▸ **Work instruction**: Word for word, restate the lines from the one holding "Need: drop a pin on every instance of the blonde" through the end of the data below, including both endpoints and nothing more.

##########

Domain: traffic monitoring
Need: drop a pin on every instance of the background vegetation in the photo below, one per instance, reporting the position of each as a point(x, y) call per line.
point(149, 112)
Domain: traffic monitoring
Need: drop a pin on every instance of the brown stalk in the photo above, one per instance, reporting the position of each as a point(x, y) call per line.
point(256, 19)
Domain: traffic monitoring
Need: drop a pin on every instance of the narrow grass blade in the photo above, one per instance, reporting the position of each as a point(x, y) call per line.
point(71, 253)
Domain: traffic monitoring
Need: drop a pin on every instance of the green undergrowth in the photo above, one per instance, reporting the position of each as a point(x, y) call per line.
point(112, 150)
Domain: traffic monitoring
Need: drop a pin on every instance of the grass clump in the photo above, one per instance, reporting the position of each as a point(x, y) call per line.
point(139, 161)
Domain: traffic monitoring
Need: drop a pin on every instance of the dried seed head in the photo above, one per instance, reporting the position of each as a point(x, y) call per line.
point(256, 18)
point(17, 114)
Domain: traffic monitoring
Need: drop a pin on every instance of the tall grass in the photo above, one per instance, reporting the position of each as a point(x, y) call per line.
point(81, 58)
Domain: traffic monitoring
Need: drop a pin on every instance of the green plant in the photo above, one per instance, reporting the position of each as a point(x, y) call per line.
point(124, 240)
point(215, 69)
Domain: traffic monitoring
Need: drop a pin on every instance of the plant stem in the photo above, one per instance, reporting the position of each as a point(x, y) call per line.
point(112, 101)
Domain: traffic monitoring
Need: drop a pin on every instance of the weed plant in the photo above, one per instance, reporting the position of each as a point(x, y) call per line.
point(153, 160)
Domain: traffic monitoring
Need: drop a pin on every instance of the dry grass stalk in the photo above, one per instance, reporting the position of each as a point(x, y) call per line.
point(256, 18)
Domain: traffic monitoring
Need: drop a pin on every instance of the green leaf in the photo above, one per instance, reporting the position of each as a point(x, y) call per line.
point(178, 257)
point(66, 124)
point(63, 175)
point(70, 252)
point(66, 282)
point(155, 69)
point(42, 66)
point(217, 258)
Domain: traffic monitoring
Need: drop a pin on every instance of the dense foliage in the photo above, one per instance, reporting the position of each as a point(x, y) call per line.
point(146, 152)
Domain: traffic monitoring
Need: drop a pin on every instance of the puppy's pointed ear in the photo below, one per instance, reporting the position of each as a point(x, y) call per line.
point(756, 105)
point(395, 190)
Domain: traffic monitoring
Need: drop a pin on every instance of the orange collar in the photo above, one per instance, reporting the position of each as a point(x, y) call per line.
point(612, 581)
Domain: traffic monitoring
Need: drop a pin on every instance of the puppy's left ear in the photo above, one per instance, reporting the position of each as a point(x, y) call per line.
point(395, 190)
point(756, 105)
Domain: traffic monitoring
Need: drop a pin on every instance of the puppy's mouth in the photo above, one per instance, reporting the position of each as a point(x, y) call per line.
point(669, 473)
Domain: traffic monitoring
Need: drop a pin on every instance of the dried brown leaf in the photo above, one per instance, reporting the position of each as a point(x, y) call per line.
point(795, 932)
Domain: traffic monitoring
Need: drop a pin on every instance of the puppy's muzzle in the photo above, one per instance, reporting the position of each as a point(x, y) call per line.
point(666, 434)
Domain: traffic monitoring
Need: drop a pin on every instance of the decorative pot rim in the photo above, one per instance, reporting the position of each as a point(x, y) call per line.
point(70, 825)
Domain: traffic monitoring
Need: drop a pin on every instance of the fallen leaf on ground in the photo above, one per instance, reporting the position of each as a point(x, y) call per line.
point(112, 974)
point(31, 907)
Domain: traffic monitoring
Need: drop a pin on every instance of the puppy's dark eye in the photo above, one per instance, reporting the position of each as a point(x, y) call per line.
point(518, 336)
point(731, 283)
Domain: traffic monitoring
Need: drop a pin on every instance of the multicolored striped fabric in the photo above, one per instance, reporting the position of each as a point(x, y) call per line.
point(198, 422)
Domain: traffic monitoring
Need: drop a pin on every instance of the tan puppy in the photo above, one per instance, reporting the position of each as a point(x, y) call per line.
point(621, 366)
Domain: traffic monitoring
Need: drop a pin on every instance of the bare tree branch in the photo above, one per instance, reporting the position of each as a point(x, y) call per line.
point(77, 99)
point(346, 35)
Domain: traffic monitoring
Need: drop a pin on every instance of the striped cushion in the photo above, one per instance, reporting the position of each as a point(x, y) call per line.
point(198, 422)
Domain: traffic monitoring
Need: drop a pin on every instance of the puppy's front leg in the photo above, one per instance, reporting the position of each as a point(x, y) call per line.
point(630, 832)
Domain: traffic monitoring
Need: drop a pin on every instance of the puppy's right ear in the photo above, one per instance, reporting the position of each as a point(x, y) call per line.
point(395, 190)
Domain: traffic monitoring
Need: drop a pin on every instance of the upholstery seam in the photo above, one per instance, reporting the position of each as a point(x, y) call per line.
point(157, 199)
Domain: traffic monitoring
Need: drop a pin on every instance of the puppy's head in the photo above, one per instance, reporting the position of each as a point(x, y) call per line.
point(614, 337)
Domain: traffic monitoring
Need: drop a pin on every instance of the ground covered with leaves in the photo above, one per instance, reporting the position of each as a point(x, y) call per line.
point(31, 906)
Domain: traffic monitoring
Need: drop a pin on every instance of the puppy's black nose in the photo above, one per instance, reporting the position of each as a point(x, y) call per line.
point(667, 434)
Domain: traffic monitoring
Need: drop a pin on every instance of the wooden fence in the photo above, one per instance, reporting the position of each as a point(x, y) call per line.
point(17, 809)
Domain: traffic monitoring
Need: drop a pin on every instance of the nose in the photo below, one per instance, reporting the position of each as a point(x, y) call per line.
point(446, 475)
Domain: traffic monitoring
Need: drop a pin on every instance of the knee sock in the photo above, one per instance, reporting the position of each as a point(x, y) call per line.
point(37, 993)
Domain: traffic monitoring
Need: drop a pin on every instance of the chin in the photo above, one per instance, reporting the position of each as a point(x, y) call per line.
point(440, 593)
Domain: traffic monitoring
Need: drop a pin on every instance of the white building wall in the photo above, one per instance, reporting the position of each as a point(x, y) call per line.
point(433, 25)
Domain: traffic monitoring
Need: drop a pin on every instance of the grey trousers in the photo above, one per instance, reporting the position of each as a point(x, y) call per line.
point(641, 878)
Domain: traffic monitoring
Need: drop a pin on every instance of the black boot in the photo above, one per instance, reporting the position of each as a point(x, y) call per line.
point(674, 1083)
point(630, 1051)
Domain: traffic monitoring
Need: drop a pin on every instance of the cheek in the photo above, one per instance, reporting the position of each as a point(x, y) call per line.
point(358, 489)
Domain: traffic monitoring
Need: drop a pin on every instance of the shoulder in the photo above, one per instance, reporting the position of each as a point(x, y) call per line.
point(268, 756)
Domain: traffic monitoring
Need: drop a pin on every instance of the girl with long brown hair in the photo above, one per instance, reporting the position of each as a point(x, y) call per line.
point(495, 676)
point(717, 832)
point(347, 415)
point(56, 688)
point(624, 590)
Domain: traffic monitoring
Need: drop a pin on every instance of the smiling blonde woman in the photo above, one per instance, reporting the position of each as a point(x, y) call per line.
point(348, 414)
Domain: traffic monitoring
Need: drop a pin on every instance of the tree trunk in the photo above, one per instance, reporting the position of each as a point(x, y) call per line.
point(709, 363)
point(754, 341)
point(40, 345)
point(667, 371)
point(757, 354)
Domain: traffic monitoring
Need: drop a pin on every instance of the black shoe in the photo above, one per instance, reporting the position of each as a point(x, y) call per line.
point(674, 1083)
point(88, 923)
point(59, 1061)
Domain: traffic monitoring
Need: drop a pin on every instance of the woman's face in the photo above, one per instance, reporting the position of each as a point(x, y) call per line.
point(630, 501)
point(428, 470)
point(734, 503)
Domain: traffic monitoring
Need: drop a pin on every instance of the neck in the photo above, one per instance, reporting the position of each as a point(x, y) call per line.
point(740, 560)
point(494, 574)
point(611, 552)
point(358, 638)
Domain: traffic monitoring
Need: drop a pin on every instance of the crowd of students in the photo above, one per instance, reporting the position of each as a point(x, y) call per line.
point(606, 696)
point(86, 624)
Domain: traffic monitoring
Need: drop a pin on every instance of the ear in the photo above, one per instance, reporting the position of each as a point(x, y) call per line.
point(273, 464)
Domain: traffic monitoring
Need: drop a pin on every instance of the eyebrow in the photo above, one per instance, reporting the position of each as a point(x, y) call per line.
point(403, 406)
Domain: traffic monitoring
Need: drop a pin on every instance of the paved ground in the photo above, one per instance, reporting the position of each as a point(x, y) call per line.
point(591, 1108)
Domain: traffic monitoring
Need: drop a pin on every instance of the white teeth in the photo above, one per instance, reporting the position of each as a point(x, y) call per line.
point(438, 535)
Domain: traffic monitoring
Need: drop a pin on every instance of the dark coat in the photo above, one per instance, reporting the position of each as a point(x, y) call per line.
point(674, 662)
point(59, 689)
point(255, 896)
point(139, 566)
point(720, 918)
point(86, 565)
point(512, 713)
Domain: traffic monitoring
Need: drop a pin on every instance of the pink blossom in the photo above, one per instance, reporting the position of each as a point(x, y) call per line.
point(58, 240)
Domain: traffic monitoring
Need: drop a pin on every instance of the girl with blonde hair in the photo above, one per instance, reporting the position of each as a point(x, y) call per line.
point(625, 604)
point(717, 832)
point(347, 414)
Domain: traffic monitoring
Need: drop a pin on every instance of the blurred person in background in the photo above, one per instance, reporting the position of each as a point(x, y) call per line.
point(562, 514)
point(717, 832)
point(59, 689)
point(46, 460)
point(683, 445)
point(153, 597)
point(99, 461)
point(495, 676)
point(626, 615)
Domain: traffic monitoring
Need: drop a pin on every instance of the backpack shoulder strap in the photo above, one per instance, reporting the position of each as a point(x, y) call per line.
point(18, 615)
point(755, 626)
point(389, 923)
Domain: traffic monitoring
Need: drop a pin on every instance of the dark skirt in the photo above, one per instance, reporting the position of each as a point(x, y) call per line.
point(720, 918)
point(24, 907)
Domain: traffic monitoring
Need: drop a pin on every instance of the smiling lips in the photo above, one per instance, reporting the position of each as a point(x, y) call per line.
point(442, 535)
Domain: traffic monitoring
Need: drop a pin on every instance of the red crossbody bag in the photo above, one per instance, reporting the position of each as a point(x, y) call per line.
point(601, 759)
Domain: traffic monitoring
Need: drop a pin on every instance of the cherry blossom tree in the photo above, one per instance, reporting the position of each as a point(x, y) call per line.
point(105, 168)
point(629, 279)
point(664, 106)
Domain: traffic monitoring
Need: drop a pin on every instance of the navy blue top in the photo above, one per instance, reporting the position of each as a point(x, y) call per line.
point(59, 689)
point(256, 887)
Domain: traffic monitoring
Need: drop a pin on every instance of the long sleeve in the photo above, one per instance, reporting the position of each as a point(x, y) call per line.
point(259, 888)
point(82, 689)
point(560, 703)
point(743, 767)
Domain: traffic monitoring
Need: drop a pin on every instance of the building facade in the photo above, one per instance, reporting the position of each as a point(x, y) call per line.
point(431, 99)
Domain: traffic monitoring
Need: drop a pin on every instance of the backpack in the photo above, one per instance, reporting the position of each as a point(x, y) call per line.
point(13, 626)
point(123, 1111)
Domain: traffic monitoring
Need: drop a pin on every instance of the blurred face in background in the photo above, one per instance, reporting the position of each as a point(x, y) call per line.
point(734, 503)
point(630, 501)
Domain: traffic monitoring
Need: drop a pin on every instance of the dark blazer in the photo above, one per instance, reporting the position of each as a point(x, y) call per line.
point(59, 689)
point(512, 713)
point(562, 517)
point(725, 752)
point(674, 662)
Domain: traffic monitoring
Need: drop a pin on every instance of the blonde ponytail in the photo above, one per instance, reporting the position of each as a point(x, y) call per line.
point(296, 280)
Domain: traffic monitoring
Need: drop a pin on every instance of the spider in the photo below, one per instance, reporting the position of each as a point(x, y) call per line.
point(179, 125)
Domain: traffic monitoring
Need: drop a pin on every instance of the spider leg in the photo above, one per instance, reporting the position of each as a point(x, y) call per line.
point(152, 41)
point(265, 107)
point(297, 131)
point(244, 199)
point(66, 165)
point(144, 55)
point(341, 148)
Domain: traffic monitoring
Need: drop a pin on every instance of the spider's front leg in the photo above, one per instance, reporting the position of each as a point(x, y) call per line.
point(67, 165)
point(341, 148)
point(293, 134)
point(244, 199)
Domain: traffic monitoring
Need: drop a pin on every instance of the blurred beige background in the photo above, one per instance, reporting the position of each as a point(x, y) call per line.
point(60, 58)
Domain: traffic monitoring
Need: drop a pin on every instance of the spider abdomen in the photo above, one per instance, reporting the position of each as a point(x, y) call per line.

##########

▸ **Solution for this task**:
Need: drop a pin on every instance of the blonde ponytail in the photo above, one per instance, reporting the position of each as a point(x, y) call per line.
point(296, 280)
Domain: traffic monitoring
Need: drop a pin on every instance of the spider in the photo below, one per instance, reporting the position of each as a point(x, y) call per line.
point(179, 125)
Domain: traffic monitoring
Need: drop a pin on every instance of the spider leg in the photo above, one per instance, reporting the position of each as a point(x, y) call per line.
point(152, 41)
point(265, 107)
point(297, 131)
point(244, 199)
point(66, 165)
point(144, 55)
point(341, 148)
Domain: traffic monitoring
Need: drop a pin on every instance of the spider's front leg in the photo above, one per instance, reporting the position of each as a point(x, y) call per line.
point(67, 165)
point(341, 148)
point(293, 134)
point(244, 199)
Domain: traffic monitoring
Need: drop a pin on every instance of the blurred beige background in the photo above, one per instance, reporting the position of each as a point(x, y) call per line.
point(60, 58)
Domain: traffic monitoring
Need: drop a pin on every instance of the spider abdomen in the photo above, one per instance, reporting the position of each as a point(x, y) call per line.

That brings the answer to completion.